(Supplied information):
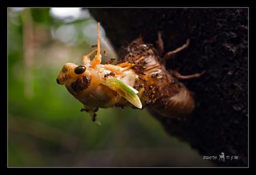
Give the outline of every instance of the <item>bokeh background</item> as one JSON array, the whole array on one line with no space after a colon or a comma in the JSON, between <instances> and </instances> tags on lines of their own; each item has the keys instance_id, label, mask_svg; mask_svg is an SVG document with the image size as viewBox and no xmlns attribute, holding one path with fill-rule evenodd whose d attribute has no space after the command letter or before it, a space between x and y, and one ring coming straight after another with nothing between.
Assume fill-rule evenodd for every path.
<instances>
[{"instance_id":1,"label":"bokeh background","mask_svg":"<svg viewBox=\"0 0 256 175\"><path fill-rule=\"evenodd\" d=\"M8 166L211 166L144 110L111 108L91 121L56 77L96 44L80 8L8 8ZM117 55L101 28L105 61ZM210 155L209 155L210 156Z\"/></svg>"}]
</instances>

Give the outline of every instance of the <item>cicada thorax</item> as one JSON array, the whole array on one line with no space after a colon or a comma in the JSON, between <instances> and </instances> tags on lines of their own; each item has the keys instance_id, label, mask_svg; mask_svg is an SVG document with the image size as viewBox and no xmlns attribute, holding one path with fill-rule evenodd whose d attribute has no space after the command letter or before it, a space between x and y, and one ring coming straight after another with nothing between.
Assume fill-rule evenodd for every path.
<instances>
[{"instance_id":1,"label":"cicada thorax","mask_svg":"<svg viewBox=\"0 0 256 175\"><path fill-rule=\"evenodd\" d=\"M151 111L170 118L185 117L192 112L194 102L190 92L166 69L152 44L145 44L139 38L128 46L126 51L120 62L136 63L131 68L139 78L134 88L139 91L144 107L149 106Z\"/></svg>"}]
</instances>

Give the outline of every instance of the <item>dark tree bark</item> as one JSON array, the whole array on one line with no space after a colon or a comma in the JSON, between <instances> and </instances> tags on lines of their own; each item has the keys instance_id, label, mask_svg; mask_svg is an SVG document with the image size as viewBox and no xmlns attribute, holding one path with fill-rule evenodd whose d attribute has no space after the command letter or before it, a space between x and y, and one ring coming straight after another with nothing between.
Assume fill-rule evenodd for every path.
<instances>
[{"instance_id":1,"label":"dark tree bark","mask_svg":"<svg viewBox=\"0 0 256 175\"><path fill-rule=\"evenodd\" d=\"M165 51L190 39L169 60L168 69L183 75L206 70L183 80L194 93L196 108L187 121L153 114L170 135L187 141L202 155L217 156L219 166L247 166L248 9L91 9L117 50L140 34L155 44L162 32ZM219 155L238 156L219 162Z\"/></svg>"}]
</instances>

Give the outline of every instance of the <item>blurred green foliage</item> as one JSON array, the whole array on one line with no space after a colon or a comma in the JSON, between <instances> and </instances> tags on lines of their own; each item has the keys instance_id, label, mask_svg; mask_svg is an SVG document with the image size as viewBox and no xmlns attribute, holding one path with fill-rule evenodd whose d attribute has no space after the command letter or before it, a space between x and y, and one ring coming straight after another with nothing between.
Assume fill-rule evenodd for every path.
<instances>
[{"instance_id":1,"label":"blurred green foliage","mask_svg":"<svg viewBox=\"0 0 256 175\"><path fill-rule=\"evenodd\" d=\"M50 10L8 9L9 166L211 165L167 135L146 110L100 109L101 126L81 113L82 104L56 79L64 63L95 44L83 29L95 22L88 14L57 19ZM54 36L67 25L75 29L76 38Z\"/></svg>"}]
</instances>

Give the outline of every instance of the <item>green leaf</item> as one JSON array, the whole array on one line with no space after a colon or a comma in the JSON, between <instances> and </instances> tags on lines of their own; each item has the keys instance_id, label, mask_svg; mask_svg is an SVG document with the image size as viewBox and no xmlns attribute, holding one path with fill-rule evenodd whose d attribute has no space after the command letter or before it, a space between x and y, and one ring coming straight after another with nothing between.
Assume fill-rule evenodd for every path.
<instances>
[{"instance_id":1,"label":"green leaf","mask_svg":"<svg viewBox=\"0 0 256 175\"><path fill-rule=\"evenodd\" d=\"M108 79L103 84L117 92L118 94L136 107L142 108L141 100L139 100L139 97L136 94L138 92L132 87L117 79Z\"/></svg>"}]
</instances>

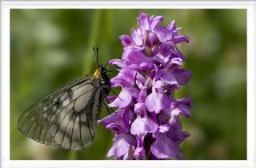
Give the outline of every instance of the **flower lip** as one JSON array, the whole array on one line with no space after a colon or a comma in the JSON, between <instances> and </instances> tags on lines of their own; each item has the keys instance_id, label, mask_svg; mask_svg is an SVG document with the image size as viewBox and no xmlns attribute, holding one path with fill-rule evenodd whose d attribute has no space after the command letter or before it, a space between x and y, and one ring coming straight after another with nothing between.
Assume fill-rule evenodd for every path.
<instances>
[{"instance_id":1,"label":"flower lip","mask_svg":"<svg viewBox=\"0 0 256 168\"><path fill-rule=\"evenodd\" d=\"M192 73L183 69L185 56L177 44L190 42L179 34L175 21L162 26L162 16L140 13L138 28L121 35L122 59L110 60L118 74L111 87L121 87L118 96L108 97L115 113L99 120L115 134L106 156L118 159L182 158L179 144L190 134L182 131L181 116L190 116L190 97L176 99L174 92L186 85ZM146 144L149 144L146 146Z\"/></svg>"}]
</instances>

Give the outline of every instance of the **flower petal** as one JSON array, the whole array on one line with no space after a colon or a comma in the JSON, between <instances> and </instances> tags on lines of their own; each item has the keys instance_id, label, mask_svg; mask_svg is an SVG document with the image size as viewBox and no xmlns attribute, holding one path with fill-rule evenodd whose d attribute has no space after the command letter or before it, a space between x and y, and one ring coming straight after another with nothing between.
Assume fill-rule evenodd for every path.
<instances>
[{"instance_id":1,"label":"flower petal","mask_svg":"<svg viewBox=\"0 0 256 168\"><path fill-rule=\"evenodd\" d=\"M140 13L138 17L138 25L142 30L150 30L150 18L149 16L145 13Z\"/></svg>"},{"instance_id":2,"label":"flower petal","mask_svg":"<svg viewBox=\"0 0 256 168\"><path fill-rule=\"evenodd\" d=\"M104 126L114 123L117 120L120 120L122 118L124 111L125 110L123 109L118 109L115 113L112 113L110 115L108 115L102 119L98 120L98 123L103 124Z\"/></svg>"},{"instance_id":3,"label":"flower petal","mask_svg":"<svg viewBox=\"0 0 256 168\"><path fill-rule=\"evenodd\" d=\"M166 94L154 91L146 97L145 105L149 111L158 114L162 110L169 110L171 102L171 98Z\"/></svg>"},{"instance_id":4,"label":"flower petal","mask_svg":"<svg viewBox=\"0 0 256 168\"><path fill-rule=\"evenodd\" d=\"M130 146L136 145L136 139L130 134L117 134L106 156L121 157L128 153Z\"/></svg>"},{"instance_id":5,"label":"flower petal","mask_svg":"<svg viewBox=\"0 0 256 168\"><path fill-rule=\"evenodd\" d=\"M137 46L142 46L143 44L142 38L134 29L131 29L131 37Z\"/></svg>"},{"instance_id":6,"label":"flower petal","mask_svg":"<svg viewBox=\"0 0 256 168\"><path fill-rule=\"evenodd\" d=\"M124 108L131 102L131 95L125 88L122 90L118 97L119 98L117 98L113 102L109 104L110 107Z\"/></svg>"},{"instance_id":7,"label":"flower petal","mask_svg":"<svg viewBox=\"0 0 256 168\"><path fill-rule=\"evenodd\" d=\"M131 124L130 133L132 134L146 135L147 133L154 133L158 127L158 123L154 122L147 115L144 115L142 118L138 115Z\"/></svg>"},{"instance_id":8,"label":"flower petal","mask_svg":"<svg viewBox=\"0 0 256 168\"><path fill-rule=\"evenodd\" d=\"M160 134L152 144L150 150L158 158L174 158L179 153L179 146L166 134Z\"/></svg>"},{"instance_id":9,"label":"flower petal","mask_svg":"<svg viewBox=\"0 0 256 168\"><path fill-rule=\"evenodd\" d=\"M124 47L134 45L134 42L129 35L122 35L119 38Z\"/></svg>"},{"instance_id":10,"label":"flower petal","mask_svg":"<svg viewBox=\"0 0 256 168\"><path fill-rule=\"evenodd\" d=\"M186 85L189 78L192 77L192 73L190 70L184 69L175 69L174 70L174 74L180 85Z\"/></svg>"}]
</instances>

(What needs to be done): Return every line from the records above that contains the word "dark", copied in full.

(Answer to the task):
Give the outline of every instance of the <item>dark tree bark</item> as one JSON array, the whole array on one line with no space after a colon or a comma in the JSON, between <instances> and </instances> tags on lines of their own; each item has the keys instance_id, label, mask_svg; mask_svg is an SVG document with the image size as viewBox and no xmlns attribute, holding one path with fill-rule evenodd whose d attribute has no space after the command letter or before it, a space between x and y, and one ring coming straight after another with nothing between.
[{"instance_id":1,"label":"dark tree bark","mask_svg":"<svg viewBox=\"0 0 256 175\"><path fill-rule=\"evenodd\" d=\"M165 51L190 39L169 60L168 69L183 75L206 70L183 80L194 93L196 108L187 121L153 114L170 135L187 141L202 155L217 156L219 166L247 166L248 9L91 9L117 50L140 34L155 44L162 32ZM219 155L238 156L219 162Z\"/></svg>"}]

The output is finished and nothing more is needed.